[Excerpts from point annotation data]
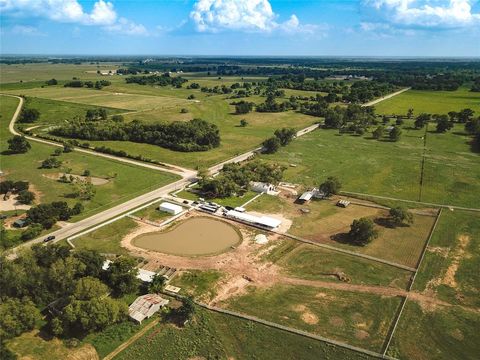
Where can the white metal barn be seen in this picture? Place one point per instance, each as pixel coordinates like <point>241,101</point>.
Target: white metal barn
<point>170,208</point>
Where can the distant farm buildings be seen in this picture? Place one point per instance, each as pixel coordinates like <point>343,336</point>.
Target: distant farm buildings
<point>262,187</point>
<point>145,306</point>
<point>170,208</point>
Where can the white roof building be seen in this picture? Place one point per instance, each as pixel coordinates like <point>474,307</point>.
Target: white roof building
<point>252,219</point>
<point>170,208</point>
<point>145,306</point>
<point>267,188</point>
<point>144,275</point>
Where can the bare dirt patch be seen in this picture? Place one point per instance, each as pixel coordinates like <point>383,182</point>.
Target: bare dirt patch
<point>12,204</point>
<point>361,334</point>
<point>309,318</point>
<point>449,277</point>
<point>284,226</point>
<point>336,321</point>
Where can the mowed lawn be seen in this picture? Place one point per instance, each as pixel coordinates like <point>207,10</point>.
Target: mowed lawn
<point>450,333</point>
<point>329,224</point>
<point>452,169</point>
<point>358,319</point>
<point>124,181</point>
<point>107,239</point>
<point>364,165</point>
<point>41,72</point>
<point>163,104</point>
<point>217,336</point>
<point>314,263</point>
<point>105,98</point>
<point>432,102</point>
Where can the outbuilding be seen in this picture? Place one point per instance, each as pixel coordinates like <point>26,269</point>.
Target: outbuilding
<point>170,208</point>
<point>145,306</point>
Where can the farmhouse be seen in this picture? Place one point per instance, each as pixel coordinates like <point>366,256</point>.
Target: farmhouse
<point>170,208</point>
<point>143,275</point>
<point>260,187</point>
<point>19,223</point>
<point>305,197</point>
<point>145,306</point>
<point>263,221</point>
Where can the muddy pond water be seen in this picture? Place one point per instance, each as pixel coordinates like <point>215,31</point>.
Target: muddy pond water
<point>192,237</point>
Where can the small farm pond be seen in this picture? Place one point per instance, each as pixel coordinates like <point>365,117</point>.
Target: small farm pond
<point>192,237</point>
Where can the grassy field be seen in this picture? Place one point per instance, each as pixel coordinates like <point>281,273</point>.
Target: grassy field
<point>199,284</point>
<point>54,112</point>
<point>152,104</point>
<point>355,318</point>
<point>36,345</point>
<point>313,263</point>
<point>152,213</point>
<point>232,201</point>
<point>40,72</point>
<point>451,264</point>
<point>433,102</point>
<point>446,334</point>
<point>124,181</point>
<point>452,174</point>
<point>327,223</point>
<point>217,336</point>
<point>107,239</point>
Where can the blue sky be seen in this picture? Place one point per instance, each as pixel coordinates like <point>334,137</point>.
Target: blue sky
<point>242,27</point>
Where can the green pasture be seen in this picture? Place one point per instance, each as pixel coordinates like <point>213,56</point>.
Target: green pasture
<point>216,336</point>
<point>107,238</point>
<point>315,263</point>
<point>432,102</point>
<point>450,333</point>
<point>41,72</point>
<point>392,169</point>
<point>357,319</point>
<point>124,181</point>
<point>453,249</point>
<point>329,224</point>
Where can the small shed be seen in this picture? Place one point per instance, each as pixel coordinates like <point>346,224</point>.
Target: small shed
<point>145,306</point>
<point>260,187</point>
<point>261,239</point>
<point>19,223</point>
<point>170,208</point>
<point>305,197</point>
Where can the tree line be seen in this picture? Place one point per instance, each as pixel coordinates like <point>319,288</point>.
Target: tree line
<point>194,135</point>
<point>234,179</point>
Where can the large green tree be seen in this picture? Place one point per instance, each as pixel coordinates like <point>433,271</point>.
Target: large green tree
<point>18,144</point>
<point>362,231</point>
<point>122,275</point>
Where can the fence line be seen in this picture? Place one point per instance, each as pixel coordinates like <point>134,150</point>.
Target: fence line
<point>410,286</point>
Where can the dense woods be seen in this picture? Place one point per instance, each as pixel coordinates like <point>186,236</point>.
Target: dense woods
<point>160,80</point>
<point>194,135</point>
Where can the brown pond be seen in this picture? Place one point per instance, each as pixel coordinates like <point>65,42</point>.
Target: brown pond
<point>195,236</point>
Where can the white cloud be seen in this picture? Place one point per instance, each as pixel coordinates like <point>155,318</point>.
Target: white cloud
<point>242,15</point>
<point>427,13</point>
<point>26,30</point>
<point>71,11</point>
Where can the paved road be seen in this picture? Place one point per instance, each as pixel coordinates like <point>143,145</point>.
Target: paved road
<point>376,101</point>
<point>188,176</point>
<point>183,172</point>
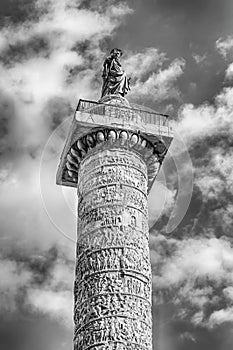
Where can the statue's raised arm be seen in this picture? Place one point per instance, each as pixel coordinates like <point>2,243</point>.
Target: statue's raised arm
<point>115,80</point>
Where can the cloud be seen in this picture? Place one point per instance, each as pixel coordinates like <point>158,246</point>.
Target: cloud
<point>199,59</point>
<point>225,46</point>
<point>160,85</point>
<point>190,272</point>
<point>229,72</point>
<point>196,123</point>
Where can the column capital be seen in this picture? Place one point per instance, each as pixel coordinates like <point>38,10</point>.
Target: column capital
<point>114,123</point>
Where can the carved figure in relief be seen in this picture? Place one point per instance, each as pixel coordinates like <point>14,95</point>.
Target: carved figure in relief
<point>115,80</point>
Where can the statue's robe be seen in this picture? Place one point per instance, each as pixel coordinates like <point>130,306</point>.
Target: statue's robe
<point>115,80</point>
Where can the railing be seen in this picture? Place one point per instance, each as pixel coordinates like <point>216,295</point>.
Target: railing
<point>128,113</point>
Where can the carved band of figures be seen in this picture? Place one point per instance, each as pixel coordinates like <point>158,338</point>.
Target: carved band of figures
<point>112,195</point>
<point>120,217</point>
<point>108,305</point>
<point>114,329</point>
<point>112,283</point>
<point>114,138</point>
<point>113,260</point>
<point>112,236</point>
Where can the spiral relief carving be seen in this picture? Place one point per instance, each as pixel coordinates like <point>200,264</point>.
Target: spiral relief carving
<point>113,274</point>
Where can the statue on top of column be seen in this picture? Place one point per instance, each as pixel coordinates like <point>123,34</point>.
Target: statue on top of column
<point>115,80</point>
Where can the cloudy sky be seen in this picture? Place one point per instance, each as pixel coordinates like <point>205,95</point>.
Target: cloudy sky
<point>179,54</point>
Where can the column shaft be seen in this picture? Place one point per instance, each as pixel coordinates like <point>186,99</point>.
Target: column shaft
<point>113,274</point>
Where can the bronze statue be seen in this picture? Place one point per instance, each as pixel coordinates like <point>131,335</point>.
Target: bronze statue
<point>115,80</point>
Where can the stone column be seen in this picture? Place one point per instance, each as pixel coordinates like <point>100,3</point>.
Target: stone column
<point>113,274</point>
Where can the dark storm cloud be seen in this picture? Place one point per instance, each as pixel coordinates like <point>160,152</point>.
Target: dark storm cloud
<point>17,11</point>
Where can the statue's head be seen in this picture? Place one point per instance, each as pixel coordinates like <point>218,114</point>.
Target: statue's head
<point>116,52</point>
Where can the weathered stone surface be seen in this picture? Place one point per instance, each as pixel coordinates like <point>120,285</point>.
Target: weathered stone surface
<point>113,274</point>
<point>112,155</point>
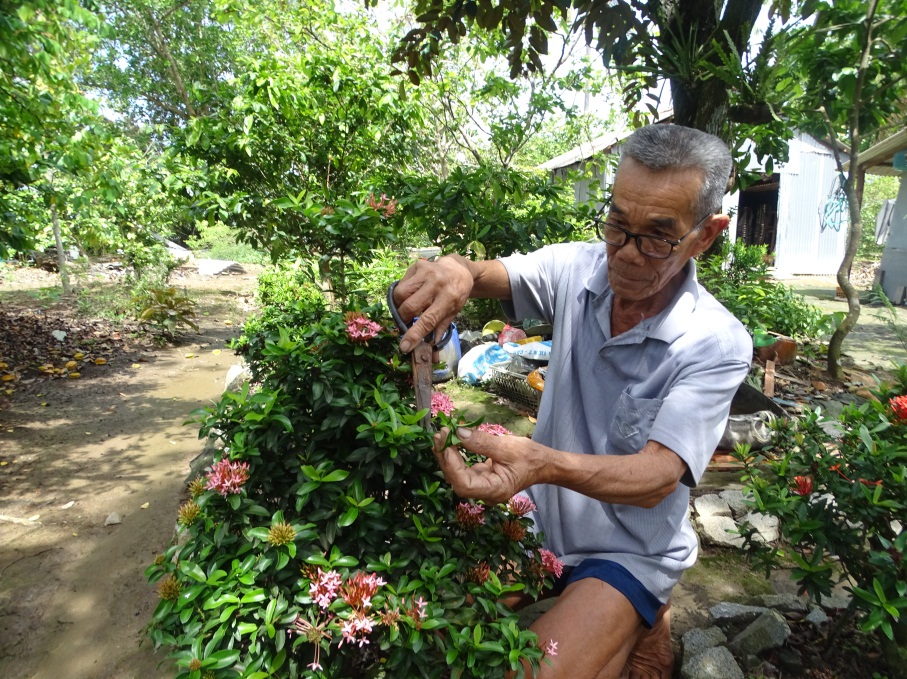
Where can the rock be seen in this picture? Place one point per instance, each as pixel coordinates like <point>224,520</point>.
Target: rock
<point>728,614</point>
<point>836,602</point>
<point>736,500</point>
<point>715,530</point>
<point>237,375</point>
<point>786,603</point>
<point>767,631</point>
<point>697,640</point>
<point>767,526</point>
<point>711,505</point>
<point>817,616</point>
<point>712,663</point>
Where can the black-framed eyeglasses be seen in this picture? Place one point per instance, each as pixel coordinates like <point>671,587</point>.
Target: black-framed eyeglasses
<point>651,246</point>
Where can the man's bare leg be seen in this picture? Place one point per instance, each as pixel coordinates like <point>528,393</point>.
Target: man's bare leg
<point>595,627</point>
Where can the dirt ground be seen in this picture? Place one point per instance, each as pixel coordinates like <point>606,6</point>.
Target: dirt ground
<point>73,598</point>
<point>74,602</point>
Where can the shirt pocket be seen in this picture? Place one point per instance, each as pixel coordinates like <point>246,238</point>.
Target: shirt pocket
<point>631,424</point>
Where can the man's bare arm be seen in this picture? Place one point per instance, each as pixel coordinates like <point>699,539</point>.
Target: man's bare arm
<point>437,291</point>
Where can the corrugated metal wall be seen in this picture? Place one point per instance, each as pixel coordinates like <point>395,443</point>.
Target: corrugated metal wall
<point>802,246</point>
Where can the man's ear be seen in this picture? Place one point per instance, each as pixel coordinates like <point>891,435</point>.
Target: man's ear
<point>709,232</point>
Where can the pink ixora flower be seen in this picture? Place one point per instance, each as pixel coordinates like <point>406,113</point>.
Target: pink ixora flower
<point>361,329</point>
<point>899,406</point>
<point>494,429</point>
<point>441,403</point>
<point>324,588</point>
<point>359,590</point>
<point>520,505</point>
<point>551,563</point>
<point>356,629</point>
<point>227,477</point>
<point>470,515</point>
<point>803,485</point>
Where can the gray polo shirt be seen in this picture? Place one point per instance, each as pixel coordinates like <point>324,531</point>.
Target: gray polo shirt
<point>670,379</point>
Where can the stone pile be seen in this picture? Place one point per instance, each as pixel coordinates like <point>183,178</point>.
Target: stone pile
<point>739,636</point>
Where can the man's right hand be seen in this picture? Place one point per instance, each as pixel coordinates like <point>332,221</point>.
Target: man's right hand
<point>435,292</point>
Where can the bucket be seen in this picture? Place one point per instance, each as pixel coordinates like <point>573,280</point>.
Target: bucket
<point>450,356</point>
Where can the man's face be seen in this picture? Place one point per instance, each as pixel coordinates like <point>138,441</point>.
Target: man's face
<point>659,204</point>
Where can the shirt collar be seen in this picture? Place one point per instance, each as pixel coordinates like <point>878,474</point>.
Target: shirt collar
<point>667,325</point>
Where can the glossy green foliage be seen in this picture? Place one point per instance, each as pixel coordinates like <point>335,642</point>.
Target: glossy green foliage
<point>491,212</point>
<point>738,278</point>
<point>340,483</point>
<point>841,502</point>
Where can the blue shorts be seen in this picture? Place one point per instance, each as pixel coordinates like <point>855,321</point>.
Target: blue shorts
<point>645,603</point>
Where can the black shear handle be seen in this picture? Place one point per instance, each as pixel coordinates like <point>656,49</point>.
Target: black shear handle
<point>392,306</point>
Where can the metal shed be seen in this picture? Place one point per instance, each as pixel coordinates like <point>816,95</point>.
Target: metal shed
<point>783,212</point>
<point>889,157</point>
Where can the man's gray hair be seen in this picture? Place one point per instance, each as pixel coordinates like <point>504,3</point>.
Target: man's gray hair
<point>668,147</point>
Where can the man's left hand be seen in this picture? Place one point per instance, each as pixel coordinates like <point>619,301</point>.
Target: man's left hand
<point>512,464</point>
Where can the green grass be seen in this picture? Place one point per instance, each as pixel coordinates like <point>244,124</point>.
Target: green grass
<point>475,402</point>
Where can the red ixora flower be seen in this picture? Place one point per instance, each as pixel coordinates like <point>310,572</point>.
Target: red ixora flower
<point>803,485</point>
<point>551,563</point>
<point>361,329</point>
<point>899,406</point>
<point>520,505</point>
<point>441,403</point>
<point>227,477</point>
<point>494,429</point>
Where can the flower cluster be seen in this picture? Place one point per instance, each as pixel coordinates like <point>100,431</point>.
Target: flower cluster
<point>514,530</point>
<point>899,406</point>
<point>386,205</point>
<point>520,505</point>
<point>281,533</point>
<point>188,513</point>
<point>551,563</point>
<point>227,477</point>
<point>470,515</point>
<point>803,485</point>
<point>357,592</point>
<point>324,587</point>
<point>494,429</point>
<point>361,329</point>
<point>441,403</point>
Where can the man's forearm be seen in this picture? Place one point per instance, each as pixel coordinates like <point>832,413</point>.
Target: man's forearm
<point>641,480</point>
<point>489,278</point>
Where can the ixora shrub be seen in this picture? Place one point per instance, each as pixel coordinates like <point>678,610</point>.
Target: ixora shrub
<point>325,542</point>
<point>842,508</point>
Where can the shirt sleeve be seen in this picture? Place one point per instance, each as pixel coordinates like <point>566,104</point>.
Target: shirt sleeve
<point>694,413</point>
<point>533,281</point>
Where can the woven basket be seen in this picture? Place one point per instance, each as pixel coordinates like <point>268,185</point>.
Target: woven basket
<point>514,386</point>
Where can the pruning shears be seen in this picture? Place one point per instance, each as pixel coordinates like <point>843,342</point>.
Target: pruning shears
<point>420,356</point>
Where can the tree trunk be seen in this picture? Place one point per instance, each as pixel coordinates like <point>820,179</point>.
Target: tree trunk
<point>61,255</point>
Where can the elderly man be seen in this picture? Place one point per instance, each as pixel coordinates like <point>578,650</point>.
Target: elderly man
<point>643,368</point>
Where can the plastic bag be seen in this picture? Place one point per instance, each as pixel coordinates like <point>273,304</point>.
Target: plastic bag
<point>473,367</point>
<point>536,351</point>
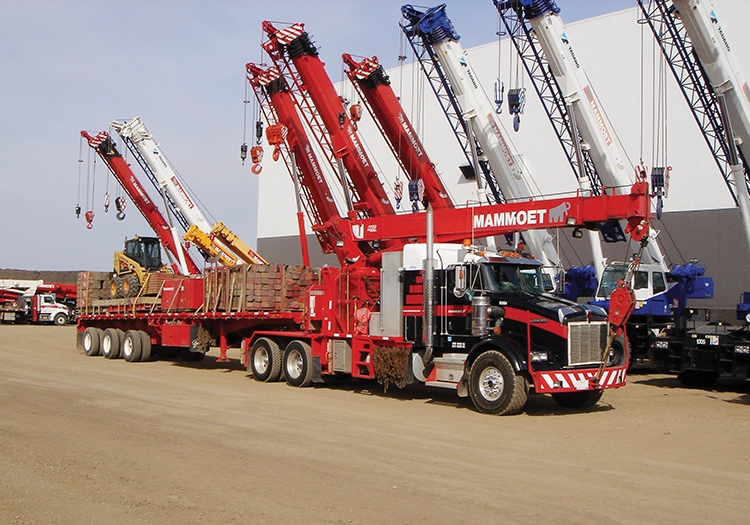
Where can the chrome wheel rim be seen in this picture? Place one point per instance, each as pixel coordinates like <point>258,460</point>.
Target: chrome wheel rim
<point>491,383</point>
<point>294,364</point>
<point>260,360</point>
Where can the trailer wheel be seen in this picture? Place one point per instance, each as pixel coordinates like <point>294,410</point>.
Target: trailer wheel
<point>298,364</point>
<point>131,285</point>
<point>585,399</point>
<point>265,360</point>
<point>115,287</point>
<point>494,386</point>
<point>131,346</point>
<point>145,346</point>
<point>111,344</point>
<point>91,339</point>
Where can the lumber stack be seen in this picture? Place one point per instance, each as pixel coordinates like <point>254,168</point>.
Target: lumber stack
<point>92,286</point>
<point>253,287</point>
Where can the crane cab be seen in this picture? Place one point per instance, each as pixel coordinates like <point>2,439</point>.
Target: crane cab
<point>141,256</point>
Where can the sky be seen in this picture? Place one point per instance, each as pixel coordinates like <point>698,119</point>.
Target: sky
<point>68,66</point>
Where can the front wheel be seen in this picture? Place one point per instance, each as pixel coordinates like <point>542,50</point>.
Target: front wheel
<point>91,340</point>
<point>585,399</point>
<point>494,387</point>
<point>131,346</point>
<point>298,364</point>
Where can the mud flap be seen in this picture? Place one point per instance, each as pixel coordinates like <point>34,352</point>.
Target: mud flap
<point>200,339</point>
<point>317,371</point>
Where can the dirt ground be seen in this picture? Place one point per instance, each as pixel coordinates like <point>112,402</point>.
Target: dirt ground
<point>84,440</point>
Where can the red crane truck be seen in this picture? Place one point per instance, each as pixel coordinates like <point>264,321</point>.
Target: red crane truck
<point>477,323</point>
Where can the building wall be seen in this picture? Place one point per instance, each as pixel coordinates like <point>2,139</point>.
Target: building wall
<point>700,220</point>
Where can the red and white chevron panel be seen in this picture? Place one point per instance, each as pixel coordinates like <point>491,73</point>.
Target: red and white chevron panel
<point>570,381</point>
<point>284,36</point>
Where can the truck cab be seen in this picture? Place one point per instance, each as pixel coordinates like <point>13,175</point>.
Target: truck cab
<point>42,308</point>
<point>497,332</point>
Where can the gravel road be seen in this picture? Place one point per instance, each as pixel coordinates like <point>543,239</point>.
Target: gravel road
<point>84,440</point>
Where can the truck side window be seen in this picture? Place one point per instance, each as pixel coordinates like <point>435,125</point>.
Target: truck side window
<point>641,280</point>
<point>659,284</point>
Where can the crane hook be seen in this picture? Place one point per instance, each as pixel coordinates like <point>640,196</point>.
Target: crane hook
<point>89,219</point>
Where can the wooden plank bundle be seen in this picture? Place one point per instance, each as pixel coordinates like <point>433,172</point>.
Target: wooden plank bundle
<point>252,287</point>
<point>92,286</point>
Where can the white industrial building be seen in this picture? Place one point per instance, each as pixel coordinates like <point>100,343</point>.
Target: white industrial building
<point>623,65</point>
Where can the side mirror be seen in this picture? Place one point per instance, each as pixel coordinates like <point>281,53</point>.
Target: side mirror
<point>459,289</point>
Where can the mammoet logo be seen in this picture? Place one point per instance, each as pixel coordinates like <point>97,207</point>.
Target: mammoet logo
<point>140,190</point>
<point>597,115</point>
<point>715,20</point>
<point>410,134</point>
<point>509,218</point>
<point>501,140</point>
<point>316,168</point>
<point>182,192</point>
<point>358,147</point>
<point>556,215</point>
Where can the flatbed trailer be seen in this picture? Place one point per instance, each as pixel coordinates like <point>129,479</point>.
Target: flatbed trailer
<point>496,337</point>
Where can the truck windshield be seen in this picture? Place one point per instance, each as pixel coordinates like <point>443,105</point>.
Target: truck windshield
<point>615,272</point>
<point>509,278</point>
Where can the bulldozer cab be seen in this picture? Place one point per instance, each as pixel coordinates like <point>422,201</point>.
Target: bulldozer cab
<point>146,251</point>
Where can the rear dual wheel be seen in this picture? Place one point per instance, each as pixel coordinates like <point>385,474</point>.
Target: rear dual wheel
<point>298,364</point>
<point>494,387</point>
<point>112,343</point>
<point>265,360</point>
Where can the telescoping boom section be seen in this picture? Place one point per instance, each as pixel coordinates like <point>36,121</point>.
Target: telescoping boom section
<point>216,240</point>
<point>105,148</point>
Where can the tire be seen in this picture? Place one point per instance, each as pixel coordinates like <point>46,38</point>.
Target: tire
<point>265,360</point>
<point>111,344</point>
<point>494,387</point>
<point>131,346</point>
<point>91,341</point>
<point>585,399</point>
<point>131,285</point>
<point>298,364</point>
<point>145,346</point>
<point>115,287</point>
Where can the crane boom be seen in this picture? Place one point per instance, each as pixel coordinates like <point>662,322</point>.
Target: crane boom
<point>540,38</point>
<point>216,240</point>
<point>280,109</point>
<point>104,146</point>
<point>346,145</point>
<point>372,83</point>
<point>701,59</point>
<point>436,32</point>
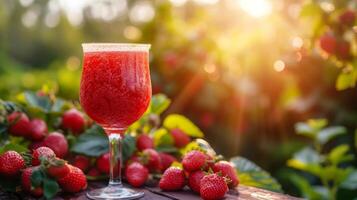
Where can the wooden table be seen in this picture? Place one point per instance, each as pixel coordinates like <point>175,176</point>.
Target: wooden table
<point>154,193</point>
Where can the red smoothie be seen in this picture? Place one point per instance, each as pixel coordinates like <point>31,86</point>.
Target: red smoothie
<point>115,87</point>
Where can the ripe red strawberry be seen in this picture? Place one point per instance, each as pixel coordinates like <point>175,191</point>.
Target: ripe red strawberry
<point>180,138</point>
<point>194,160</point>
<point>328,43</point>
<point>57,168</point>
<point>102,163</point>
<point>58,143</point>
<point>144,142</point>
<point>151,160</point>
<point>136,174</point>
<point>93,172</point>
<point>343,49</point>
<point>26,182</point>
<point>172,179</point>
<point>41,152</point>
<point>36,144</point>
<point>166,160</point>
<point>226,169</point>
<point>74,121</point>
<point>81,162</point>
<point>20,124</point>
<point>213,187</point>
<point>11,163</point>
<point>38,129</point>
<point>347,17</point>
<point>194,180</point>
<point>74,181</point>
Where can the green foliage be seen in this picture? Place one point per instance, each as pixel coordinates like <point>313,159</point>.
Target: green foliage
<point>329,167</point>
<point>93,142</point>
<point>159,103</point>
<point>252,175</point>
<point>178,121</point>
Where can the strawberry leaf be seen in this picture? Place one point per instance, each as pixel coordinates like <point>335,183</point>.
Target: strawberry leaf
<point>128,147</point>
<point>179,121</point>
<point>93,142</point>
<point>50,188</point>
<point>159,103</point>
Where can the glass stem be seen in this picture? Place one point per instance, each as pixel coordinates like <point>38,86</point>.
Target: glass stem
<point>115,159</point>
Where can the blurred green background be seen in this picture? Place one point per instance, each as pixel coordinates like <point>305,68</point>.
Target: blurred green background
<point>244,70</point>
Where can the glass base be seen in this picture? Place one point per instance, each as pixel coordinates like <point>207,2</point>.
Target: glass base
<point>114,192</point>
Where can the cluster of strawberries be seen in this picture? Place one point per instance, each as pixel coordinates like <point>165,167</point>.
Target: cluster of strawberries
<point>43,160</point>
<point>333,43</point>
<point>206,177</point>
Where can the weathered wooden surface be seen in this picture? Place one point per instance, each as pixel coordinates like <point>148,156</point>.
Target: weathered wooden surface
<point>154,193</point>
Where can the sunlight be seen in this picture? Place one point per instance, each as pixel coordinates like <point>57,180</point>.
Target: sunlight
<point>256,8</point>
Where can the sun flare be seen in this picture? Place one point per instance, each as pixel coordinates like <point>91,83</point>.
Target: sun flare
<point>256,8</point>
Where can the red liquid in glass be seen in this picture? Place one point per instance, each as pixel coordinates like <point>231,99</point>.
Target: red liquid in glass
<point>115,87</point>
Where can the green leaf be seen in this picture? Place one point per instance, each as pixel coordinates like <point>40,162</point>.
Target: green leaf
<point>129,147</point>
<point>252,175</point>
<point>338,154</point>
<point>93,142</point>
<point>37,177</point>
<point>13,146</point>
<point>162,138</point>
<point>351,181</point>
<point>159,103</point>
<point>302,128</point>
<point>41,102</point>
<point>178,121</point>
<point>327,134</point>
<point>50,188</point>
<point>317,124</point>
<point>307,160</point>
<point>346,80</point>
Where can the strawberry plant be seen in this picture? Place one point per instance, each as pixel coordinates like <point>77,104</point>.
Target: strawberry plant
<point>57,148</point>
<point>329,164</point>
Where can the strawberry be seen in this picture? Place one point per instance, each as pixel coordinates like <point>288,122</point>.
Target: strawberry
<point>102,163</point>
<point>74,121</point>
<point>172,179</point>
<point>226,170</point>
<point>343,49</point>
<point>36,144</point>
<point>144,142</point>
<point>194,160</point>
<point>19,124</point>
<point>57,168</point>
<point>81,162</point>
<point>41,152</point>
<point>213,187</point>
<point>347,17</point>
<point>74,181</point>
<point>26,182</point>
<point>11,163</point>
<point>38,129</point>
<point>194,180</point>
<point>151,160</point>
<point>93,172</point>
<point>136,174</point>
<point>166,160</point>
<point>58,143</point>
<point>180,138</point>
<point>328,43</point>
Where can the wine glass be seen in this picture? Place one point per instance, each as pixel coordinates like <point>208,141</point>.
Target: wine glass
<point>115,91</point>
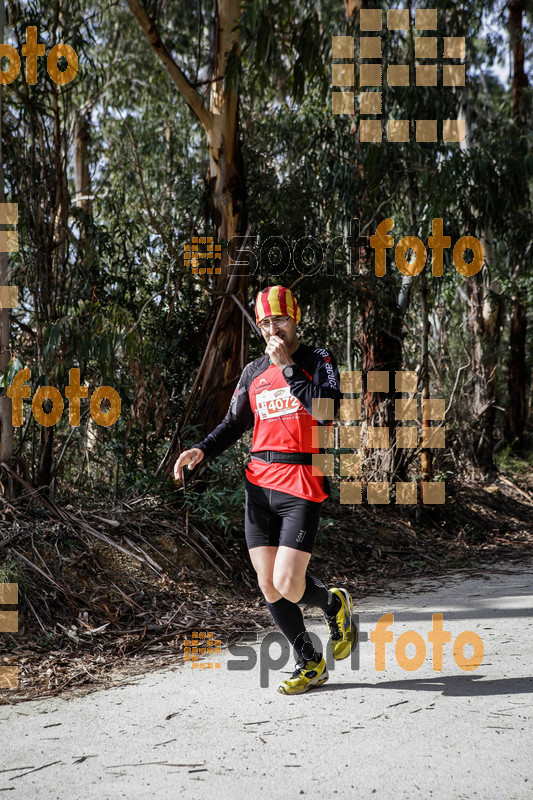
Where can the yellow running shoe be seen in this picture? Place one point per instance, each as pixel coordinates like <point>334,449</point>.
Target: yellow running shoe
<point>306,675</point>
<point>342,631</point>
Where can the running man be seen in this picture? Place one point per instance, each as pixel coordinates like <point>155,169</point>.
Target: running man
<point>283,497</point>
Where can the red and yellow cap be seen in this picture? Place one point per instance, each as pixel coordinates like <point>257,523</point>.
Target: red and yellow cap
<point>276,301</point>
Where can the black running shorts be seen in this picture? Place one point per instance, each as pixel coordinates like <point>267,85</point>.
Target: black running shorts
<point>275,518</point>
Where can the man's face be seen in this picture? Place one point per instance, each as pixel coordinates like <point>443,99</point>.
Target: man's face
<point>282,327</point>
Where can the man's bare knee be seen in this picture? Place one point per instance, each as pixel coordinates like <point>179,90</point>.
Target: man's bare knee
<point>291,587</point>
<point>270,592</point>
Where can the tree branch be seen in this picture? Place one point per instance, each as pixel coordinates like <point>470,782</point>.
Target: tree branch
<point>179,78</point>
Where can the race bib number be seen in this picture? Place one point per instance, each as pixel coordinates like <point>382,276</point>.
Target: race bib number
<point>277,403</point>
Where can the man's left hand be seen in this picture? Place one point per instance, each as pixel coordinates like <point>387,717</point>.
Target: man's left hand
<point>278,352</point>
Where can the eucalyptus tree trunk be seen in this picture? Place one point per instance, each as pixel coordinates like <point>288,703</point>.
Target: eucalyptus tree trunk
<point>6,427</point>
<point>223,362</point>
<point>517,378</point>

| GIVEN REQUEST |
Using the material above, extract the line that contains "Where can the tree branch" and every line after it, exactly as given; stop at the last line.

| COMPLETE OUTPUT |
Where can the tree branch be seen in this picture? Place one point per instance, each as pixel coordinates like <point>470,782</point>.
Target: tree branch
<point>179,78</point>
Where can the race bib number be seen in this picture? Place one point per instance, each as pixel coordinates like <point>382,276</point>.
Target: race bib number
<point>277,403</point>
Where can the man's left hand be seen in this picture? Place one point per instance, each as pixel coordinates like <point>387,717</point>.
Target: man's left hand
<point>278,352</point>
Where can the eucalyptus tree trunk be seen in this picture? Place one point per instance, each as pixel coordinates like <point>288,703</point>.
Target: eucalyptus tree trunk
<point>6,427</point>
<point>223,362</point>
<point>517,378</point>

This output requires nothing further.